Thus, it is either written _Banjaluka_ and declined as one word, or _Banja Luka_, where both parts are declined. I would argue that half-baked solution (*'U Banja Luci') is incorrect, though you would probably encounter such usage.


----------



## Bruno 1234

_A ja se pitam_ moja draga:... šta će biti sa nama (bez Duye)?

Ponovo, hvala.


----------



## marco_2

I am just wondering: why in Polish does it exist the word _banialuki _which means "rubbish, stupid things". Does it have anything in common with the city of Banjaluka?


----------



## DenisBiH

marco_2 said:


> I am just wondering: why in Polish does it exist the word _banialuki _which means "rubbish, stupid things". Does it have anything in common with the city of Banjaluka?



This seems to offer an etymology, but my Polish is not very good. Could you perhaps translate?

• Material for this exercise
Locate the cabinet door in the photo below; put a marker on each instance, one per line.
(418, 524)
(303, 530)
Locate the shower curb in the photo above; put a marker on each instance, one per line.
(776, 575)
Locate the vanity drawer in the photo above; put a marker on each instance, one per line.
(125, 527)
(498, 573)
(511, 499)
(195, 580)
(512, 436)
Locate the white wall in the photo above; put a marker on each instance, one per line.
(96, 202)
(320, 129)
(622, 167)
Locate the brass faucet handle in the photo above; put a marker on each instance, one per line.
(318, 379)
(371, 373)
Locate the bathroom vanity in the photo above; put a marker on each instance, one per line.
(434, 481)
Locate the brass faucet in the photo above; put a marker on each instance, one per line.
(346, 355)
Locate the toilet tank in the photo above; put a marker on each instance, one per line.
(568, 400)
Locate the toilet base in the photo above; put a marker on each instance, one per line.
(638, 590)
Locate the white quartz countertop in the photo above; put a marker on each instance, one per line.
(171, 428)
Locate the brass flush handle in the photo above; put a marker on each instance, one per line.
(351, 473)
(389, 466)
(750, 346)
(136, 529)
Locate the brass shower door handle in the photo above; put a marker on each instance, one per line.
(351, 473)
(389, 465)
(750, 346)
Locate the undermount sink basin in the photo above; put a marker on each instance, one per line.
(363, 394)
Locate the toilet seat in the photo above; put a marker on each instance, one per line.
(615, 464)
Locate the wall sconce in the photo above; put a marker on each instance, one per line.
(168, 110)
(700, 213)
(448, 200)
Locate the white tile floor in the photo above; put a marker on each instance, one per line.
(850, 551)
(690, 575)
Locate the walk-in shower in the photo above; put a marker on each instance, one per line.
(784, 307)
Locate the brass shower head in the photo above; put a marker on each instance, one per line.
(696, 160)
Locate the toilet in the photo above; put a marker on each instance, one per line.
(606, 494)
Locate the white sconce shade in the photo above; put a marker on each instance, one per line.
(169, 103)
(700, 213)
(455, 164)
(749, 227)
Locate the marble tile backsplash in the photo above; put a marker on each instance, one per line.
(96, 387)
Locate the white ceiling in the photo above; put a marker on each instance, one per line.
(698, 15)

• Exercise instructions
**A.** Retype the records verbatim, starting with the line that contains "Locate the wall" and proceeding through the final line of the records.
**B.** Continue the forum discussion about the name Banja Luka and the Polish word banialuki from the point at which it ends.

• The results
**A.**
Locate the wall sconce in the photo above; put a marker on each instance, one per line.
(168, 110)
(700, 213)
(448, 200)
Locate the white tile floor in the photo above; put a marker on each instance, one per line.
(850, 551)
(690, 575)
Locate the walk-in shower in the photo above; put a marker on each instance, one per line.
(784, 307)
Locate the brass shower head in the photo above; put a marker on each instance, one per line.
(696, 160)
Locate the toilet in the photo above; put a marker on each instance, one per line.
(606, 494)
Locate the white sconce shade in the photo above; put a marker on each instance, one per line.
(169, 103)
(700, 213)
(455, 164)
(749, 227)
Locate the marble tile backsplash in the photo above; put a marker on each instance, one per line.
(96, 387)
Locate the white ceiling in the photo above; put a marker on each instance, one per line.
(698, 15)

**B.**
> Słowo "banialuki", oznaczające niedorzeczności, głupstwa, pochodzi od imienia bohaterki baśni fantastycznej wierszem Hieronima Morsztyna (ok. 1581 - ok. 1623), zatytułowanej _Historia ucieszna o zacnej królewnie Banialuce wschodniej krainy_ (wyd. pośmiertnie ok. 1650). Banja Luka to nazwa miejscowości w Bośni, dlaczego jednak Morsztyn nadał takie imię bohaterce swojego romansu, nie wiadomo.



Here's another, longer article.


----------



## marco_2

I see. So a Polish Baroque poet Morsztyn named in such a way (queen Banialuka) a heroine of his poem and because this poem wasn't the best of his works, it was mocked in 18th century by other poets and they coined an expression _pleść banialuki _(to tell rubbish). Still, no one can explain, why Morsztyn chose such a name for his heroine - it was probably just his fantasy.


----------



## DenisBiH

marco_2 said:


> I see. So a Polish Baroque poet Morsztyn named in such a way (queen Banialuka) a heroine of his poem and because this poem wasn't the best of his works, it was mocked in 18th century by other poets and they coined an expression _pleść banialuki _(to tell rubbish). Still, no one can explain, why Morsztyn chose such a name for his heroine - it was probably just his fantasy.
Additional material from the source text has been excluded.